[Dataset records]
....

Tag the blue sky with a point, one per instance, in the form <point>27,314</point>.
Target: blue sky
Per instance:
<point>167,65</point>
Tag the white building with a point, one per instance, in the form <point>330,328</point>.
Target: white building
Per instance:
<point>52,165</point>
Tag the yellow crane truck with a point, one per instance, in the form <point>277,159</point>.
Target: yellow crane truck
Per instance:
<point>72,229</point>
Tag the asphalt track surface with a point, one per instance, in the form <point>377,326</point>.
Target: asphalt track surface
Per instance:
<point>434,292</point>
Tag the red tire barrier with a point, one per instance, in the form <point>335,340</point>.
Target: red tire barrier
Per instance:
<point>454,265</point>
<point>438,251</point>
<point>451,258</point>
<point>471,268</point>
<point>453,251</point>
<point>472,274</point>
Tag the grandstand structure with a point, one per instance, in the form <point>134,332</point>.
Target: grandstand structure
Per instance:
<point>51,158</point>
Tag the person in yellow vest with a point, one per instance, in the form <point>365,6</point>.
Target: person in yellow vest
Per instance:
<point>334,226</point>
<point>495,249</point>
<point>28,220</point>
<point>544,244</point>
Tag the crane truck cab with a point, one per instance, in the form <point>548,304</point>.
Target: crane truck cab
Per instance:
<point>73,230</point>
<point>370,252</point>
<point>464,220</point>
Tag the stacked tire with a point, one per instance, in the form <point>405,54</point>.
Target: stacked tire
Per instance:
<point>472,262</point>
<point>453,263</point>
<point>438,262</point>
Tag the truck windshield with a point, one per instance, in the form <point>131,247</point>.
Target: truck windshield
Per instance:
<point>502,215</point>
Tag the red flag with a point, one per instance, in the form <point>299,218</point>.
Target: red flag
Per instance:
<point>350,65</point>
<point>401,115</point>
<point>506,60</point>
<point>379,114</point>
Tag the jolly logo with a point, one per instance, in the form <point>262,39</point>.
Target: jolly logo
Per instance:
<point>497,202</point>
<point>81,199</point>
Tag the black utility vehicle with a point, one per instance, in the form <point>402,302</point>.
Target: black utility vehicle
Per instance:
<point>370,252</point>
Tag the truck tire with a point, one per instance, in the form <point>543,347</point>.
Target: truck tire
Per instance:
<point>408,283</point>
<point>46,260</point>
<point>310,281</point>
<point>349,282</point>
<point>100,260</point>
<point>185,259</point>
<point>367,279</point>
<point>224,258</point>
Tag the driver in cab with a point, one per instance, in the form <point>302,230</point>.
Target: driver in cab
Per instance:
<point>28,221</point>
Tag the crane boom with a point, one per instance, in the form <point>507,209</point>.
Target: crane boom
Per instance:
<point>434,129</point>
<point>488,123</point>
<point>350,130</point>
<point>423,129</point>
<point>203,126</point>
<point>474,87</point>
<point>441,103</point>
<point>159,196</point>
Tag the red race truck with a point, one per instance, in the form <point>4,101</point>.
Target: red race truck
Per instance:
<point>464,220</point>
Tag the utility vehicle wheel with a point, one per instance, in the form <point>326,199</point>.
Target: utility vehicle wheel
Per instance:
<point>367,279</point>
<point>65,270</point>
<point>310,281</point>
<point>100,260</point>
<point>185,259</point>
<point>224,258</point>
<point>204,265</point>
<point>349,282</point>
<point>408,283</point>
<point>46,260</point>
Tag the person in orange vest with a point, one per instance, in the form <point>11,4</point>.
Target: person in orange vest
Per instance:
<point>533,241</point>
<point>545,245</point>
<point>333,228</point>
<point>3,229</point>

....

THE PROBLEM: Look through the entries above and list every line containing "grandstand".

SOLUTION TO THIS PROBLEM:
Tag the grandstand structure with a point, one per instance, in the form <point>134,332</point>.
Target: grandstand structure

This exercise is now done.